Here the job is to retype the data word for word while leaving the pictures aside.

Dataset entries
○ ○ ○ ○ ○

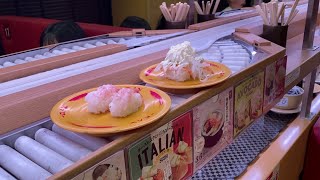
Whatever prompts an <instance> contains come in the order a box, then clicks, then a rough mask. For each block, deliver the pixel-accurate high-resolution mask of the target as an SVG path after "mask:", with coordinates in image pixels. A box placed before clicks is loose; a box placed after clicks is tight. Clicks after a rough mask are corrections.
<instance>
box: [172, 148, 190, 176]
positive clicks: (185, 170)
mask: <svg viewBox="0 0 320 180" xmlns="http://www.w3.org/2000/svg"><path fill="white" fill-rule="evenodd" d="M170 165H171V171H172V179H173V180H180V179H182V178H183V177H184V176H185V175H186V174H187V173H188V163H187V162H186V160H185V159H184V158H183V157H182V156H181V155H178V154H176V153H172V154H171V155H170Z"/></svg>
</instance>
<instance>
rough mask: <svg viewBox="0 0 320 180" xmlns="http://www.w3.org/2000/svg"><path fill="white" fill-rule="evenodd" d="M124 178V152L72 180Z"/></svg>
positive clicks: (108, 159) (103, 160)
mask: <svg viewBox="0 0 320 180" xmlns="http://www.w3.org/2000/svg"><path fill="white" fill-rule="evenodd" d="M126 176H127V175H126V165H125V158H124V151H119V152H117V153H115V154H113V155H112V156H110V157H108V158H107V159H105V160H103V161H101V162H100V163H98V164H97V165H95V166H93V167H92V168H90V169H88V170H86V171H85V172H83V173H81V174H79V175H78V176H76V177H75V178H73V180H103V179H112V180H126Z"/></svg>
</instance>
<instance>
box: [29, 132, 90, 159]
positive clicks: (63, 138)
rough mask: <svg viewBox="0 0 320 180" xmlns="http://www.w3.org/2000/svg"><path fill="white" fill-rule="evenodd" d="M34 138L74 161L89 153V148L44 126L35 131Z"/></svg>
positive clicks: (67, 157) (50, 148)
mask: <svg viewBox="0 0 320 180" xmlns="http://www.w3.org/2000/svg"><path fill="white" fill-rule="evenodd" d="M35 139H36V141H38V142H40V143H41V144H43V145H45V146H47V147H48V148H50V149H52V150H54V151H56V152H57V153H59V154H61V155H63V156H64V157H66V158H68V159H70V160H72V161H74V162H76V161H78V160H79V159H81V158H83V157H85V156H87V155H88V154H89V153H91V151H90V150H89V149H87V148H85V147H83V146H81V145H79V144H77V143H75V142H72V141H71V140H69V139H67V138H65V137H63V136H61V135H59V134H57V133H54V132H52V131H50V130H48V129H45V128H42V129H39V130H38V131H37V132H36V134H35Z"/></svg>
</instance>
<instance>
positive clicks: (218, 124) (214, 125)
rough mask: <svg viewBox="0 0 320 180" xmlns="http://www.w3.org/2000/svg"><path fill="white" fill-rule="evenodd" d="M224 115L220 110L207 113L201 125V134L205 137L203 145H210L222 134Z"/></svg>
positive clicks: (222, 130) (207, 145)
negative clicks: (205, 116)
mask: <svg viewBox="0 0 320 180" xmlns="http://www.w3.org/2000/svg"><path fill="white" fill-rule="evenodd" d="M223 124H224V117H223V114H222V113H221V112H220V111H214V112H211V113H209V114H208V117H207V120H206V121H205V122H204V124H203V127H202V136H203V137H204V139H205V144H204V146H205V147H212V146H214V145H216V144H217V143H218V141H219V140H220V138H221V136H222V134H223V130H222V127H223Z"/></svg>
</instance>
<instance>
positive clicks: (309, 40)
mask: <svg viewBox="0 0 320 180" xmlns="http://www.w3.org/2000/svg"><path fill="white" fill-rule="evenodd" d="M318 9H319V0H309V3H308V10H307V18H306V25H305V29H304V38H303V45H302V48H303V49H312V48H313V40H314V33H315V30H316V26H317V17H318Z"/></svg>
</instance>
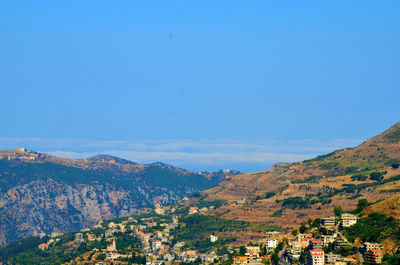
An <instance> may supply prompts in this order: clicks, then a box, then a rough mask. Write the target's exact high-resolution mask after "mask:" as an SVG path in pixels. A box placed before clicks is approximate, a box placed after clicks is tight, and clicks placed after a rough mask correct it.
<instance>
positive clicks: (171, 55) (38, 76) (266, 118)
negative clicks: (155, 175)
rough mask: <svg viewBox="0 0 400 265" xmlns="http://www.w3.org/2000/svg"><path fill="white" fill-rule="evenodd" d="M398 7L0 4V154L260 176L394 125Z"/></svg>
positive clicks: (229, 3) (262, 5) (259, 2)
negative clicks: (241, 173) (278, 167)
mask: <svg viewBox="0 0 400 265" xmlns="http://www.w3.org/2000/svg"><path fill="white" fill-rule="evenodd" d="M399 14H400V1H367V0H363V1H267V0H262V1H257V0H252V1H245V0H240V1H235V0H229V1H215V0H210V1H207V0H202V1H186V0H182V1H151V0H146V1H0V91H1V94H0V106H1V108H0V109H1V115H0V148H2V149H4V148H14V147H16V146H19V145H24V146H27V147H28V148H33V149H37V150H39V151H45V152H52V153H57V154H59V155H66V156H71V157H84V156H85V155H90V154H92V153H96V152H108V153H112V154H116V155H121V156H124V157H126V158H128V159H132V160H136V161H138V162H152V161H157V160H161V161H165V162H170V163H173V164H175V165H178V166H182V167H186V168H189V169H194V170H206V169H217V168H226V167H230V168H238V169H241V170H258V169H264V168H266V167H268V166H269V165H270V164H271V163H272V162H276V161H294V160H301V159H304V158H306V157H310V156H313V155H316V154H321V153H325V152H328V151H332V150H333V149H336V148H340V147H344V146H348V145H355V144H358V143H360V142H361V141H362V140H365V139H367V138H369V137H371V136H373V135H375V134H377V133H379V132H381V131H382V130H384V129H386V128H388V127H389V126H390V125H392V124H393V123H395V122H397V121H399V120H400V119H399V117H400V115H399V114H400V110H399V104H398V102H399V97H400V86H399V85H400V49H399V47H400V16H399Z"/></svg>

○ ○ ○ ○ ○

__Solution to this task__.
Whatever prompts an <instance> contains come in the order a box, then clicks, then a rough mask. For each block, deliver the pixel-accurate high-resolution mask of the target as an SVG path after "mask:", with coordinates in image pixels. A box placed before clicks is loose; a box placed after clicks is tight. Clicks after a rough mask are corrections.
<instance>
box: [172, 148, 190, 176]
positive clicks: (185, 170)
mask: <svg viewBox="0 0 320 180" xmlns="http://www.w3.org/2000/svg"><path fill="white" fill-rule="evenodd" d="M170 165H171V171H172V179H173V180H180V179H182V178H183V177H184V176H185V175H186V174H187V173H188V163H187V162H186V160H185V159H184V158H183V157H182V156H181V155H178V154H176V153H172V154H171V155H170Z"/></svg>
</instance>
<instance>
rough mask: <svg viewBox="0 0 320 180" xmlns="http://www.w3.org/2000/svg"><path fill="white" fill-rule="evenodd" d="M124 178V152L72 180Z"/></svg>
positive clicks: (108, 159) (103, 160)
mask: <svg viewBox="0 0 320 180" xmlns="http://www.w3.org/2000/svg"><path fill="white" fill-rule="evenodd" d="M126 176H127V175H126V165H125V158H124V151H119V152H117V153H115V154H113V155H112V156H110V157H108V158H107V159H105V160H103V161H101V162H100V163H98V164H97V165H95V166H93V167H92V168H90V169H88V170H86V171H85V172H83V173H81V174H79V175H78V176H76V177H75V178H73V180H103V179H112V180H126Z"/></svg>
</instance>
<instance>
box: [29, 132, 90, 159]
positive clicks: (63, 138)
rough mask: <svg viewBox="0 0 320 180" xmlns="http://www.w3.org/2000/svg"><path fill="white" fill-rule="evenodd" d="M34 138L74 161L89 153V148L44 126L35 131Z"/></svg>
positive clicks: (67, 157) (50, 148)
mask: <svg viewBox="0 0 320 180" xmlns="http://www.w3.org/2000/svg"><path fill="white" fill-rule="evenodd" d="M35 139H36V141H38V142H40V143H41V144H43V145H45V146H47V147H48V148H50V149H52V150H54V151H56V152H57V153H59V154H61V155H63V156H64V157H66V158H68V159H70V160H72V161H74V162H76V161H78V160H79V159H81V158H83V157H85V156H87V155H88V154H89V153H91V151H90V150H89V149H87V148H85V147H83V146H81V145H79V144H77V143H75V142H72V141H71V140H69V139H67V138H65V137H63V136H61V135H59V134H57V133H54V132H52V131H50V130H48V129H45V128H42V129H39V130H38V131H37V132H36V134H35Z"/></svg>
</instance>
<instance>
positive clicks: (218, 124) (214, 125)
rough mask: <svg viewBox="0 0 320 180" xmlns="http://www.w3.org/2000/svg"><path fill="white" fill-rule="evenodd" d="M224 115L220 110L207 113L201 125V134L205 137L203 145H210L222 134Z"/></svg>
positive clicks: (222, 130) (207, 145)
negative clicks: (205, 116)
mask: <svg viewBox="0 0 320 180" xmlns="http://www.w3.org/2000/svg"><path fill="white" fill-rule="evenodd" d="M223 124H224V117H223V114H222V113H221V112H220V111H214V112H211V113H209V114H208V117H207V120H206V121H205V122H204V124H203V127H202V136H203V137H204V139H205V144H204V146H205V147H212V146H214V145H216V144H217V143H218V141H219V140H220V138H221V136H222V134H223V130H222V127H223Z"/></svg>
</instance>
<instance>
positive clicks: (309, 40)
mask: <svg viewBox="0 0 320 180" xmlns="http://www.w3.org/2000/svg"><path fill="white" fill-rule="evenodd" d="M318 9H319V0H309V3H308V10H307V18H306V25H305V29H304V38H303V45H302V48H303V49H312V48H313V40H314V33H315V30H316V26H317V17H318Z"/></svg>
</instance>
An <instance> may supply prompts in this order: clicks, then a box, then a rough mask. Write the target's exact high-resolution mask after "mask:" as an SVG path in pixels. A box placed before clicks is approximate, a box placed after clicks is tight, and clicks placed after a rough mask correct it.
<instance>
positive clicks: (171, 55) (38, 76) (266, 118)
negative clicks: (155, 175)
rough mask: <svg viewBox="0 0 400 265" xmlns="http://www.w3.org/2000/svg"><path fill="white" fill-rule="evenodd" d="M398 7L0 4V154L260 176L394 125Z"/></svg>
positive clicks: (229, 3) (262, 5) (259, 2)
negative clicks: (241, 173) (278, 167)
mask: <svg viewBox="0 0 400 265" xmlns="http://www.w3.org/2000/svg"><path fill="white" fill-rule="evenodd" d="M399 14H400V1H367V0H363V1H267V0H262V1H257V0H252V1H245V0H240V1H235V0H229V1H215V0H210V1H207V0H202V1H186V0H182V1H151V0H146V1H0V91H1V94H0V106H1V108H0V109H1V115H0V148H2V149H4V148H14V147H16V146H19V145H24V146H27V147H28V148H33V149H37V150H39V151H45V152H52V153H57V154H59V155H66V156H71V157H84V156H85V155H90V154H92V153H96V152H108V153H112V154H116V155H121V156H124V157H126V158H128V159H132V160H136V161H138V162H152V161H157V160H161V161H165V162H170V163H173V164H175V165H178V166H182V167H186V168H189V169H194V170H206V169H217V168H226V167H230V168H238V169H241V170H258V169H264V168H266V167H268V166H269V165H270V164H271V163H272V162H276V161H294V160H301V159H304V158H306V157H310V156H313V155H316V154H321V153H325V152H328V151H332V150H333V149H336V148H340V147H344V146H348V145H355V144H358V143H360V142H361V141H362V140H365V139H367V138H369V137H371V136H373V135H375V134H377V133H379V132H381V131H382V130H384V129H386V128H388V127H389V126H390V125H392V124H393V123H395V122H397V121H399V120H400V119H399V117H400V115H399V114H400V110H399V104H398V102H399V97H400V86H399V85H400V49H399V47H400V16H399Z"/></svg>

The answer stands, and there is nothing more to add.